> _Brief_
Put each line of the listing below into a Markdown table with the columns "Number" and "Line", skipping blank lines and leaving out the pictures.
• • • • • • •
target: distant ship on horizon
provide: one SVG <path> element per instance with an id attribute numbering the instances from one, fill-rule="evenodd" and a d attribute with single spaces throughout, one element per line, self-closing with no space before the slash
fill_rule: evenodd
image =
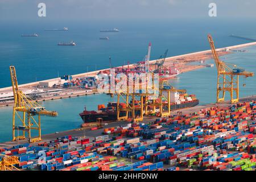
<path id="1" fill-rule="evenodd" d="M 109 38 L 108 36 L 105 38 L 100 38 L 100 40 L 109 40 Z"/>
<path id="2" fill-rule="evenodd" d="M 38 34 L 36 34 L 36 33 L 34 33 L 34 34 L 31 34 L 31 35 L 23 35 L 23 34 L 22 34 L 21 35 L 21 36 L 38 36 Z"/>
<path id="3" fill-rule="evenodd" d="M 59 43 L 58 46 L 76 46 L 76 43 L 73 41 L 71 41 L 69 43 Z"/>
<path id="4" fill-rule="evenodd" d="M 100 30 L 101 32 L 118 32 L 119 30 L 117 28 L 114 28 L 113 30 Z"/>
<path id="5" fill-rule="evenodd" d="M 53 29 L 44 29 L 44 31 L 68 31 L 68 27 L 64 27 L 62 29 L 53 28 Z"/>

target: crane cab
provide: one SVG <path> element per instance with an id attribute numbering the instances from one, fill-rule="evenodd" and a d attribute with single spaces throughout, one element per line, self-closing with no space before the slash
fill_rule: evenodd
<path id="1" fill-rule="evenodd" d="M 240 73 L 243 72 L 244 71 L 245 71 L 244 69 L 240 69 L 240 68 L 234 68 L 234 69 L 233 69 L 233 70 L 232 70 L 232 72 L 234 73 Z"/>

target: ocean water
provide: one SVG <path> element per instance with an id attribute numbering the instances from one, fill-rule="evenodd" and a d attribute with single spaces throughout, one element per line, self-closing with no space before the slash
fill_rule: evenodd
• • • • • • •
> _Task answer_
| Number | Line |
|---|---|
| 1 | target: distant ship on horizon |
| 2 | provide: one SVG <path> element per instance with an id attribute numbering the instances from one, fill-rule="evenodd" and a d attribute with single spaces throughout, one element per line, self-closing with no space before the slash |
| 3 | fill_rule: evenodd |
| 4 | image = |
| 5 | <path id="1" fill-rule="evenodd" d="M 109 38 L 108 36 L 105 38 L 100 38 L 100 40 L 109 40 Z"/> |
| 6 | <path id="2" fill-rule="evenodd" d="M 38 34 L 36 34 L 36 33 L 34 33 L 34 34 L 31 34 L 31 35 L 23 35 L 23 34 L 22 34 L 21 35 L 21 36 L 38 36 Z"/> |
| 7 | <path id="3" fill-rule="evenodd" d="M 59 43 L 58 46 L 76 46 L 76 43 L 73 41 L 71 41 L 69 43 Z"/> |
| 8 | <path id="4" fill-rule="evenodd" d="M 100 30 L 101 32 L 118 32 L 119 30 L 117 28 L 114 28 L 113 30 Z"/> |
| 9 | <path id="5" fill-rule="evenodd" d="M 53 29 L 44 29 L 44 31 L 68 31 L 68 27 L 64 27 L 62 29 L 53 28 Z"/> |
| 10 | target: crane cab |
| 11 | provide: one SVG <path> element per instance with an id attribute numbering the instances from one, fill-rule="evenodd" and a d attribute with single spaces throughout, one element per line, self-closing with no space before the slash |
| 12 | fill_rule: evenodd |
| 13 | <path id="1" fill-rule="evenodd" d="M 240 73 L 243 72 L 244 71 L 245 71 L 244 69 L 240 69 L 240 68 L 234 68 L 234 69 L 233 69 L 233 70 L 232 70 L 232 72 L 234 73 Z"/> |
| 14 | target: ocean water |
| 15 | provide: one SVG <path> element per instance with an id attribute numbering the instances from one, fill-rule="evenodd" and a d attribute with single spaces throughout, one element per line, self-closing with no space before the slash |
| 16 | fill_rule: evenodd |